------ Données d'entrée
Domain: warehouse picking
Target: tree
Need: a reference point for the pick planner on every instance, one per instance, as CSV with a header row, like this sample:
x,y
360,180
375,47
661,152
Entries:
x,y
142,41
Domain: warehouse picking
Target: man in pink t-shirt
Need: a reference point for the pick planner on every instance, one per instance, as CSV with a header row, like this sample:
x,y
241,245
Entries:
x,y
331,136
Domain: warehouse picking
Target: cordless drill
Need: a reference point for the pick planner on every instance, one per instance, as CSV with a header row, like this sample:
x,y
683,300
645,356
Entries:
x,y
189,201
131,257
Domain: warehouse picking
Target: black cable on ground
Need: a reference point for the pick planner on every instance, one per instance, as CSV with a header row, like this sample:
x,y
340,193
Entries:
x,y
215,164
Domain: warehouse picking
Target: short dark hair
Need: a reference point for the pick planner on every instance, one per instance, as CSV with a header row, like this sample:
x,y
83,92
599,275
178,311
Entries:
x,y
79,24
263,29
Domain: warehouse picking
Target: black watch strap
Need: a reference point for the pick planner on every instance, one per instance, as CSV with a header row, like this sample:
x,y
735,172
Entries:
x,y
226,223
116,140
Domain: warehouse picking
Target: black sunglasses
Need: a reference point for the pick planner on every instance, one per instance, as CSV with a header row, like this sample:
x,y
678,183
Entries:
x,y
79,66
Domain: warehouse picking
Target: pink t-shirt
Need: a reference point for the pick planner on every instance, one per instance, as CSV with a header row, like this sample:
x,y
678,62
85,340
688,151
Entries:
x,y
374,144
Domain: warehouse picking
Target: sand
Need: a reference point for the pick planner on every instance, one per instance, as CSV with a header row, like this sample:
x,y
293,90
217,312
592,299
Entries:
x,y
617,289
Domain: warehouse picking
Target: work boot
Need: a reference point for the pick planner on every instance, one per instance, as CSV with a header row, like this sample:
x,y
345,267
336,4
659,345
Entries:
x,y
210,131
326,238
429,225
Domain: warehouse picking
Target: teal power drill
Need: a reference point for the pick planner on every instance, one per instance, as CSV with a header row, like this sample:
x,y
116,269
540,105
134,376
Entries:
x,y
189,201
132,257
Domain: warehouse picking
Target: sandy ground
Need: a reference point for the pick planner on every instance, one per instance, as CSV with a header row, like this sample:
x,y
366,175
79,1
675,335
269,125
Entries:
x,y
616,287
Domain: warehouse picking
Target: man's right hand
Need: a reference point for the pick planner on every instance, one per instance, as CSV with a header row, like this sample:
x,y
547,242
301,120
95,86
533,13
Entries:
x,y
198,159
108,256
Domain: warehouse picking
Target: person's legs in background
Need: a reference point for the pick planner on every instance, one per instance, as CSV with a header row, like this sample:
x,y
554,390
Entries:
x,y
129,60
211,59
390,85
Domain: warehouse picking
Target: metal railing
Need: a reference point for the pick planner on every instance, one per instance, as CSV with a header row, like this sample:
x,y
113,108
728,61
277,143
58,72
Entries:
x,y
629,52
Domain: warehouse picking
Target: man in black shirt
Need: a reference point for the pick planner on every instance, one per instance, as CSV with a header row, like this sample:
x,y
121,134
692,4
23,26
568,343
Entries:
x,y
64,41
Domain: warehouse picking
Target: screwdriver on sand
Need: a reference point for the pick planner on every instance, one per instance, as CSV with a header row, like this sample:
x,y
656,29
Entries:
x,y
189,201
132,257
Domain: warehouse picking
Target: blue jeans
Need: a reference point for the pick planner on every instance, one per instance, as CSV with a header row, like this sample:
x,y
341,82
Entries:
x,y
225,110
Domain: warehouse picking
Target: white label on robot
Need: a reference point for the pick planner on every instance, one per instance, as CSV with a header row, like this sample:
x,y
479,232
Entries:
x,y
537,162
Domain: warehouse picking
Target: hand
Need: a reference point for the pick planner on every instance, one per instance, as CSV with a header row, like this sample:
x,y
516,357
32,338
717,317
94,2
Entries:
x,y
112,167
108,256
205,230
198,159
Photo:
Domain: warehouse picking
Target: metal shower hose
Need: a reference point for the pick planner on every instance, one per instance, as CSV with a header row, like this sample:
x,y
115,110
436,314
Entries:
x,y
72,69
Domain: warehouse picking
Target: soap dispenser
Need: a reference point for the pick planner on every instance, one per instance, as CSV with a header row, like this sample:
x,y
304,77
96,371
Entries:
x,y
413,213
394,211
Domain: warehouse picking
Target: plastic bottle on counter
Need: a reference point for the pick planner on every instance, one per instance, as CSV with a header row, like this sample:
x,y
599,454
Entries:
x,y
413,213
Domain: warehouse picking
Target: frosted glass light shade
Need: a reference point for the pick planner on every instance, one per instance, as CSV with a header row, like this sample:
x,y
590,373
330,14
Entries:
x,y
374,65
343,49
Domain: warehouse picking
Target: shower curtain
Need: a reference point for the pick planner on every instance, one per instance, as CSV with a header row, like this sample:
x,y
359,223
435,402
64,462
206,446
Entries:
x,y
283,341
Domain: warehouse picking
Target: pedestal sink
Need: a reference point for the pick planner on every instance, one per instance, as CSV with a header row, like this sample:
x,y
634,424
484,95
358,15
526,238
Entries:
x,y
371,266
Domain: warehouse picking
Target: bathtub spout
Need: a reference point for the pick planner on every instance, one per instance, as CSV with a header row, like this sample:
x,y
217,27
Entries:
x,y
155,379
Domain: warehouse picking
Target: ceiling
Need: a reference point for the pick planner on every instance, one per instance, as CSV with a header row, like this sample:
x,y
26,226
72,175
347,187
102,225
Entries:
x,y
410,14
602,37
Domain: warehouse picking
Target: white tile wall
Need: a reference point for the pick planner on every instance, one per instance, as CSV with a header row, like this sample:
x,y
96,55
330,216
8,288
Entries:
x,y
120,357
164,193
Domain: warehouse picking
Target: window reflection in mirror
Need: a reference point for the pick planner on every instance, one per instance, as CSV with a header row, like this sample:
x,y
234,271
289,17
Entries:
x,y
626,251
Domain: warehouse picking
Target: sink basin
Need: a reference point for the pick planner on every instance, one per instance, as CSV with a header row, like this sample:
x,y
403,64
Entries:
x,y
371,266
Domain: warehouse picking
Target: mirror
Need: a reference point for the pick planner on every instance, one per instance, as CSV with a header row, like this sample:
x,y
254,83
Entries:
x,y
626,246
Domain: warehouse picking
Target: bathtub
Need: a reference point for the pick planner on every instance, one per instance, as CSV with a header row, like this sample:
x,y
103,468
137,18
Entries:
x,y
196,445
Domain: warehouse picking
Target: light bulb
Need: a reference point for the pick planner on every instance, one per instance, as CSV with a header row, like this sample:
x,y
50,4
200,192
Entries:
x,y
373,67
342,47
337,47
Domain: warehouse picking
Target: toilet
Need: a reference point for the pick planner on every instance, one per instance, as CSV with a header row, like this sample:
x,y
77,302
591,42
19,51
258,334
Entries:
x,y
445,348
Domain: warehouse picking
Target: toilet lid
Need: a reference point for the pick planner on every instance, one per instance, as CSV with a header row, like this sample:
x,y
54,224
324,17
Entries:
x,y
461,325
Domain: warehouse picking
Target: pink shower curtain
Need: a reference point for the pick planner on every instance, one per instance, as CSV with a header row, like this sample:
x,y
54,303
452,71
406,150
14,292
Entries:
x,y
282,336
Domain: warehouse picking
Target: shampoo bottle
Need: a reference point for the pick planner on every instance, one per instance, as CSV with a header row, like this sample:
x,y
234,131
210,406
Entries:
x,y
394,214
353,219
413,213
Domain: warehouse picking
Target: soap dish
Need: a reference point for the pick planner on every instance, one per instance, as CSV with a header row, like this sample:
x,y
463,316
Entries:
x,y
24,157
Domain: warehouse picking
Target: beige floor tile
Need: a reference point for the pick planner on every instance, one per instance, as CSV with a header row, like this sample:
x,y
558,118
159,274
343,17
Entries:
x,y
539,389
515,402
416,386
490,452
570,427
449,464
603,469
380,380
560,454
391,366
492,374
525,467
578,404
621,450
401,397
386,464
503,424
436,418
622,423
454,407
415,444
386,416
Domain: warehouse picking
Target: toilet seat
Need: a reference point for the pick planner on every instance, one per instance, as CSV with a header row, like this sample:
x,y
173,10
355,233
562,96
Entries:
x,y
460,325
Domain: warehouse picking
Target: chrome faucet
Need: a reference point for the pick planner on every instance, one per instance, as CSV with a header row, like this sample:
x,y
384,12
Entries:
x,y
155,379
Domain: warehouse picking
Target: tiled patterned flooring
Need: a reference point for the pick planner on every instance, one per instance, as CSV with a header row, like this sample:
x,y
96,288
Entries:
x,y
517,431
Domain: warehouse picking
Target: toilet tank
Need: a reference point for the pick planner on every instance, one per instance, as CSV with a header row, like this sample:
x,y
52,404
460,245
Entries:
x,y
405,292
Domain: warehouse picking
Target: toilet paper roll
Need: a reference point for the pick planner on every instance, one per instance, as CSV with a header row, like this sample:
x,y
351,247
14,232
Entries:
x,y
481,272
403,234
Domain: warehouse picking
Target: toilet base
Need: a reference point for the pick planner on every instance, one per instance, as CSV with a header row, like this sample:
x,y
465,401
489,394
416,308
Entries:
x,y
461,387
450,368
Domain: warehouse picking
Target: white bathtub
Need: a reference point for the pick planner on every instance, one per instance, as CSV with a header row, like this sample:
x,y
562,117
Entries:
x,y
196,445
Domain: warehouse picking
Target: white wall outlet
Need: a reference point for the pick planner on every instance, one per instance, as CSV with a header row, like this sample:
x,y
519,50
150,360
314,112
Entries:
------------
• Consignes:
Rassemblez toutes les lignes des enregistrements ci-dessus qui contiennent le mot « drill » et recopiez-les. La casse compte.

• Résultat attendu:
Target: cordless drill
Target: teal power drill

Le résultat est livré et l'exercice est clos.